-------- Source data
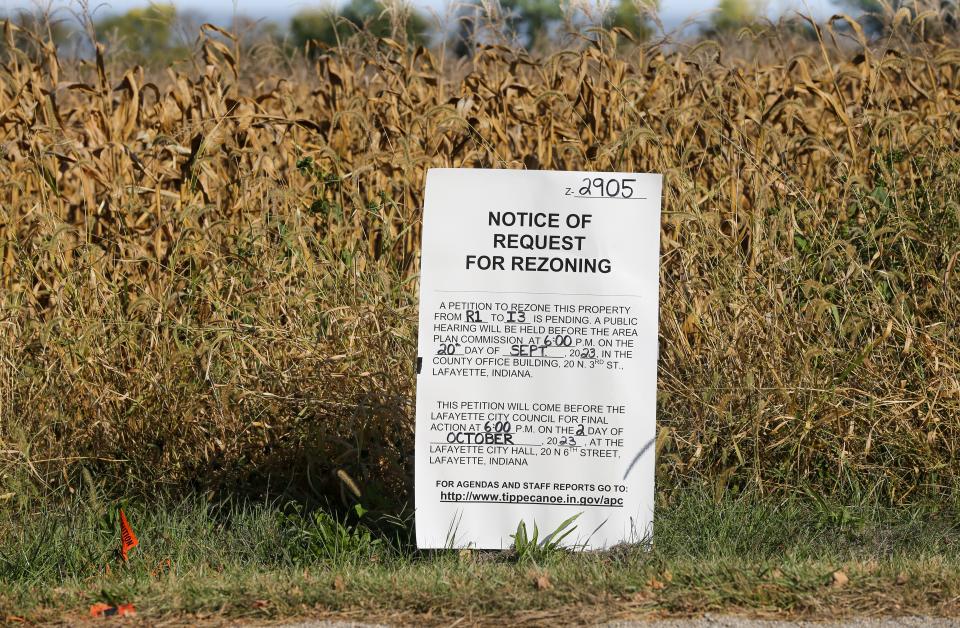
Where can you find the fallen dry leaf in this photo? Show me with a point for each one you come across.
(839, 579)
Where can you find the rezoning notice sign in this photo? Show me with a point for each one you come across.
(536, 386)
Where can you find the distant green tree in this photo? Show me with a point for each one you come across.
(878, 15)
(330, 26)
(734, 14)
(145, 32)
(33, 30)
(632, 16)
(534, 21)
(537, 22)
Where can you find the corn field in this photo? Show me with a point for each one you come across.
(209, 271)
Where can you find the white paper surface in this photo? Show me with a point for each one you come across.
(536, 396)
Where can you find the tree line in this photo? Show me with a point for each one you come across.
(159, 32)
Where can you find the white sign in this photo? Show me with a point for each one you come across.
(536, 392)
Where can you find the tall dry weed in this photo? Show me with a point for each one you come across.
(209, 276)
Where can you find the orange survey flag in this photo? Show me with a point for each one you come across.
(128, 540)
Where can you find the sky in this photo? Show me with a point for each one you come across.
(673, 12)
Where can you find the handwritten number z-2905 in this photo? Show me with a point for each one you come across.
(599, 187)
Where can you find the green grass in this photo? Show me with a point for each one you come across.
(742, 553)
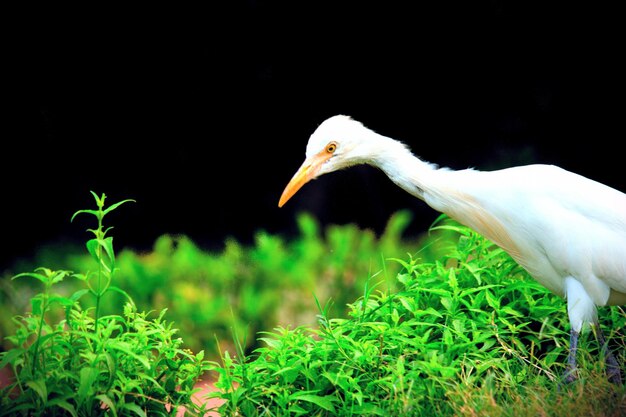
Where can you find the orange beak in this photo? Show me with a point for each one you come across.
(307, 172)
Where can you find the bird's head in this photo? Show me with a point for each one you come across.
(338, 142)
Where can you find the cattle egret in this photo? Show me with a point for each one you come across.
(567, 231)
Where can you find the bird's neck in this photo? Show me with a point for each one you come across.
----------------
-------- Source data
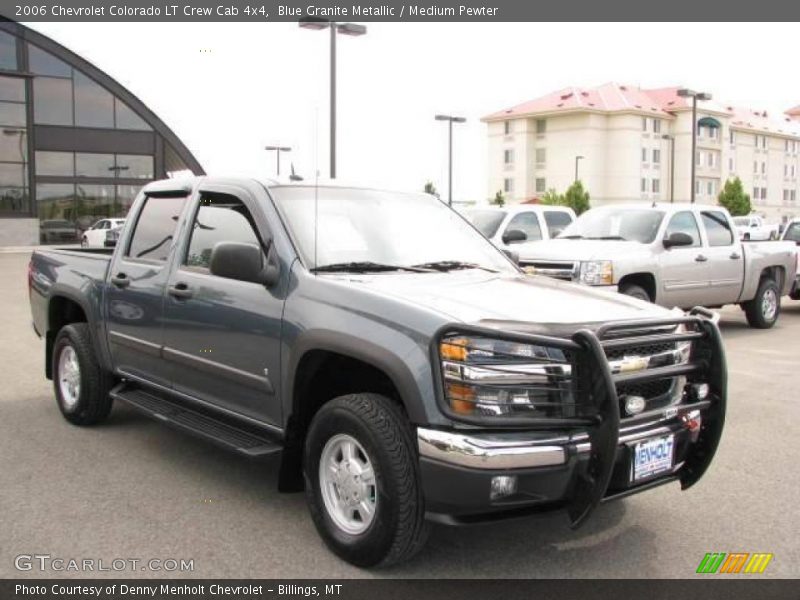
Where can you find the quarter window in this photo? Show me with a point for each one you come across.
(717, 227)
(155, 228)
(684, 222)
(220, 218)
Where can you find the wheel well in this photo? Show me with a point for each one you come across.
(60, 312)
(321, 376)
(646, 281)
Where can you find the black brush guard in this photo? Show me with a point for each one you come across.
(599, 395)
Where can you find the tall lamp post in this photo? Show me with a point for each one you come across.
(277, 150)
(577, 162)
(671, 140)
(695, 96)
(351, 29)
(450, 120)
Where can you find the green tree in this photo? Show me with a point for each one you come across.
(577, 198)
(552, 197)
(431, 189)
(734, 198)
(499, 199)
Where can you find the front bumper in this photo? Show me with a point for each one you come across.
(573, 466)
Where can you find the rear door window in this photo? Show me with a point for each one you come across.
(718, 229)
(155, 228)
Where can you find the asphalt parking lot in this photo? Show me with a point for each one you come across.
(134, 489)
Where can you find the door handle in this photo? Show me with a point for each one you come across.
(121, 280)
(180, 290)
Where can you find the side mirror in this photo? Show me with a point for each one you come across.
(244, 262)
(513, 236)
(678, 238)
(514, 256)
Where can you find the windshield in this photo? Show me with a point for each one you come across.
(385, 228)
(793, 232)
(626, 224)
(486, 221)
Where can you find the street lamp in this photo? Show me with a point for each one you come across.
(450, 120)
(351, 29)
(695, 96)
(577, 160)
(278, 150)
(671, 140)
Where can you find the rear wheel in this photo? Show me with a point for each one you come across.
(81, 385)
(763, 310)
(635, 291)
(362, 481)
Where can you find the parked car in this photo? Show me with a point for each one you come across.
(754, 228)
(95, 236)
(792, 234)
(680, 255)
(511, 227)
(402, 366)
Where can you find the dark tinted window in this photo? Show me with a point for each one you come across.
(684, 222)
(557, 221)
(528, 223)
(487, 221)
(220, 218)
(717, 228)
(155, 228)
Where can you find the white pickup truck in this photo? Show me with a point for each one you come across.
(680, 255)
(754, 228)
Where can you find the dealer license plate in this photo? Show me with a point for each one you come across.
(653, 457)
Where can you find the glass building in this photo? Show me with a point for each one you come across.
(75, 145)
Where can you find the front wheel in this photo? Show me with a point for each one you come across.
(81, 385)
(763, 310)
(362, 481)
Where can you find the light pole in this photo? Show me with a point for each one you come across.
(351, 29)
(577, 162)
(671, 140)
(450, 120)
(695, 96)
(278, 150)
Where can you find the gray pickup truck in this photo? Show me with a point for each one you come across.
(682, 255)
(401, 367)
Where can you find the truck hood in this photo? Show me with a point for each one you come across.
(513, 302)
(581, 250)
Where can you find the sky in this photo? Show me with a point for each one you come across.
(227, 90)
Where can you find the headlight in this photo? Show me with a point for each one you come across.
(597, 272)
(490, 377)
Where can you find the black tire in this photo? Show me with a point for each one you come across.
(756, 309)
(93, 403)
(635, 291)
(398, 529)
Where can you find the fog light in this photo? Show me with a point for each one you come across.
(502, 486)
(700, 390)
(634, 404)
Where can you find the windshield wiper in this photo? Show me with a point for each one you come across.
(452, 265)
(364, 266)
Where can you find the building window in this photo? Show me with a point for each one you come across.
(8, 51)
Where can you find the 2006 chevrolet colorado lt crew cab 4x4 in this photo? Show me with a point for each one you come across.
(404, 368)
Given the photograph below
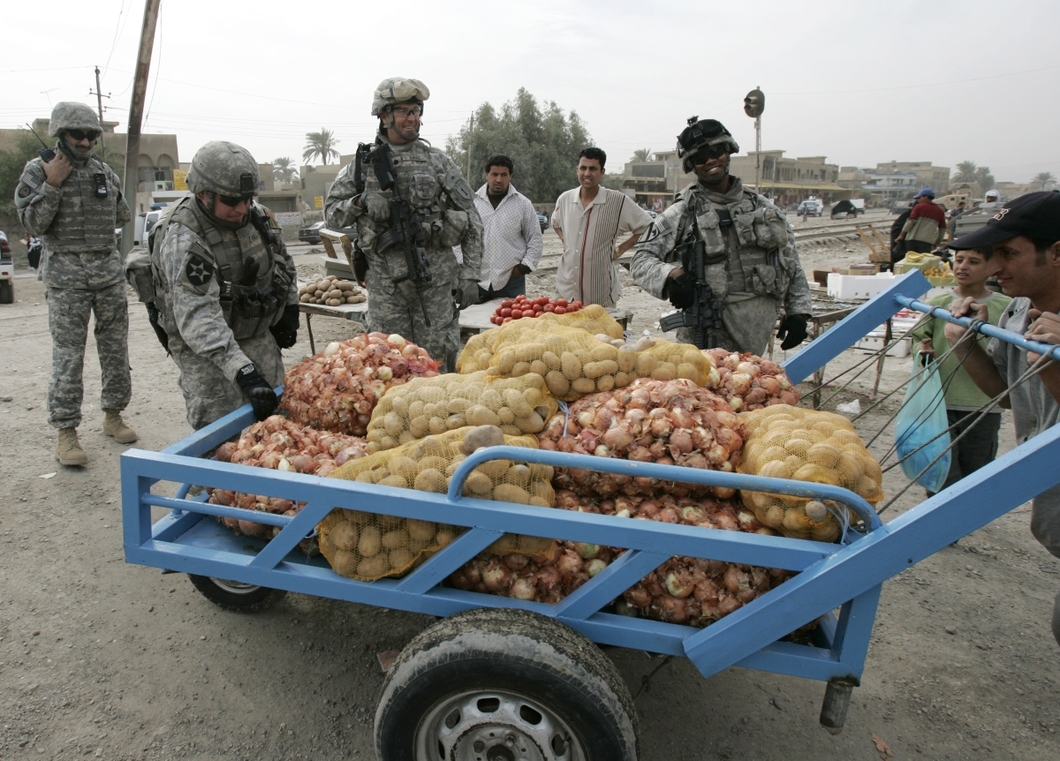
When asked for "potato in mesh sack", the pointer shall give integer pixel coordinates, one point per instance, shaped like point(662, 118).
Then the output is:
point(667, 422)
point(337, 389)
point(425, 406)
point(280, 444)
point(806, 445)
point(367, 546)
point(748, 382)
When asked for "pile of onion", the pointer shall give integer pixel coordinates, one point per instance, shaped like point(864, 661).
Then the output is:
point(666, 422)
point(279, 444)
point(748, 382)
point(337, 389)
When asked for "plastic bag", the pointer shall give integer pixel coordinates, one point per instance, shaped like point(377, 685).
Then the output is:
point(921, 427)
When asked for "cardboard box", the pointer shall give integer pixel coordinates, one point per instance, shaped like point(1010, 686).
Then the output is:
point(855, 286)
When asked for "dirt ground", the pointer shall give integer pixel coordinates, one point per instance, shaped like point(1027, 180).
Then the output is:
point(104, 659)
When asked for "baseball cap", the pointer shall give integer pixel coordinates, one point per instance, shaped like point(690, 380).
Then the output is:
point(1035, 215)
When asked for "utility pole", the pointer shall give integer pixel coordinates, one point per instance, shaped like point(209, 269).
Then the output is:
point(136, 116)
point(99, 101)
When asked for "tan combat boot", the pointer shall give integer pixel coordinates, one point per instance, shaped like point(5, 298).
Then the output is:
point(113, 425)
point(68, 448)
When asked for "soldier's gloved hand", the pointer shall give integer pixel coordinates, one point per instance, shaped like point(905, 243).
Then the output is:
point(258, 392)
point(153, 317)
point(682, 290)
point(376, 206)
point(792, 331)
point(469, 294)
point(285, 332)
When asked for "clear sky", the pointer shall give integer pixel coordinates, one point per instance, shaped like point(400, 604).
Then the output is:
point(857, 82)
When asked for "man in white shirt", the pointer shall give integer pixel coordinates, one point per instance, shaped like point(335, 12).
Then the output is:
----------------
-------- Source data
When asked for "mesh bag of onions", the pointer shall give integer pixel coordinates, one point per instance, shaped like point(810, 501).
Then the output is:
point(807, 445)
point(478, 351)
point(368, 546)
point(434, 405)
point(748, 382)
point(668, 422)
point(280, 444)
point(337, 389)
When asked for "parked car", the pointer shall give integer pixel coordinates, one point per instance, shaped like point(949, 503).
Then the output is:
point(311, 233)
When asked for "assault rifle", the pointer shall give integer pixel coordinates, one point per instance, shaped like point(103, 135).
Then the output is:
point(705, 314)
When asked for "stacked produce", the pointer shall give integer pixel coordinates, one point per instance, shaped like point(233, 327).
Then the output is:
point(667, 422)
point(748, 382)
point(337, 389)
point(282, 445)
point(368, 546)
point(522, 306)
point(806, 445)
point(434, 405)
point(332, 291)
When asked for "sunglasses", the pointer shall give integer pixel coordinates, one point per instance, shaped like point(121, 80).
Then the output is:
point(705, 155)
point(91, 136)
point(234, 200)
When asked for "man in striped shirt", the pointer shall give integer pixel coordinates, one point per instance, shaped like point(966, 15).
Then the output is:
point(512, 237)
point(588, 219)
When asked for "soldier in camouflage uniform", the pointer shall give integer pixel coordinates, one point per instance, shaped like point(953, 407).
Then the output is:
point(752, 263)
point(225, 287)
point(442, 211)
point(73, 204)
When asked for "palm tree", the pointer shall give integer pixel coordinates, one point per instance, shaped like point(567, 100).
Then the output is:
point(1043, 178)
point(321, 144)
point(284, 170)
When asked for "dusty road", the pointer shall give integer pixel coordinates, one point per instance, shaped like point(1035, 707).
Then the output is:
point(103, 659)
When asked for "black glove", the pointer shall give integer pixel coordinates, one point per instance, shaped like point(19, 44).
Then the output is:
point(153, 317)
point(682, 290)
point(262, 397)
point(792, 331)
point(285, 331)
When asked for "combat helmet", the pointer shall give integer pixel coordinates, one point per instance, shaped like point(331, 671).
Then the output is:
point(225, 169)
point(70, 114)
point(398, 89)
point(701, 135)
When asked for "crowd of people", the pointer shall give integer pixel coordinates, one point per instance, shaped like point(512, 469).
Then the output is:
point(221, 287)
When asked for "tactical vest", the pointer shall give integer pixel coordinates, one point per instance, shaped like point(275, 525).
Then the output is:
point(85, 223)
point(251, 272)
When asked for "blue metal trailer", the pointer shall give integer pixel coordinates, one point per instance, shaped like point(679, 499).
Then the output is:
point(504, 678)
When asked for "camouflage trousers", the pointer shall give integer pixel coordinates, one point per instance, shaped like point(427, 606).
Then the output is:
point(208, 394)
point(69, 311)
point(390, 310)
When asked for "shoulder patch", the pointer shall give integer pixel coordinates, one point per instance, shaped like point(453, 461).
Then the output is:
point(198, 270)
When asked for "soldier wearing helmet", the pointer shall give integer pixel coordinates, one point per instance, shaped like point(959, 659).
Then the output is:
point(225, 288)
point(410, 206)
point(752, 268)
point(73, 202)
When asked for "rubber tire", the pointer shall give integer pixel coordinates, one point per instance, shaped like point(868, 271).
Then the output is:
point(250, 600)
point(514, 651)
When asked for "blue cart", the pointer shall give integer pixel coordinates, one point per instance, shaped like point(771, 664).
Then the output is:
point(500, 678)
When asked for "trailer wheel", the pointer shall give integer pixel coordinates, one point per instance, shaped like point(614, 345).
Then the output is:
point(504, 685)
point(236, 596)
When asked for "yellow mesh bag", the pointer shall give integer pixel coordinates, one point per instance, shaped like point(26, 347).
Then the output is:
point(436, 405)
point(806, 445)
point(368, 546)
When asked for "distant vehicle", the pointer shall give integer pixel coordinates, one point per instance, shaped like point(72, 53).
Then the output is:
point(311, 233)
----------------
| Stated problem |
Extract every line of the material above that contains the string "combat", copying each one in full.

| Response to the task |
When asked for "tan combat boot", the pointer shall give integer pixel coordinates, one point per instance, shaped like point(5, 298).
When asked for "combat helmet", the pointer shall give integer pixel coordinates, one point per instance, shaped like point(331, 671).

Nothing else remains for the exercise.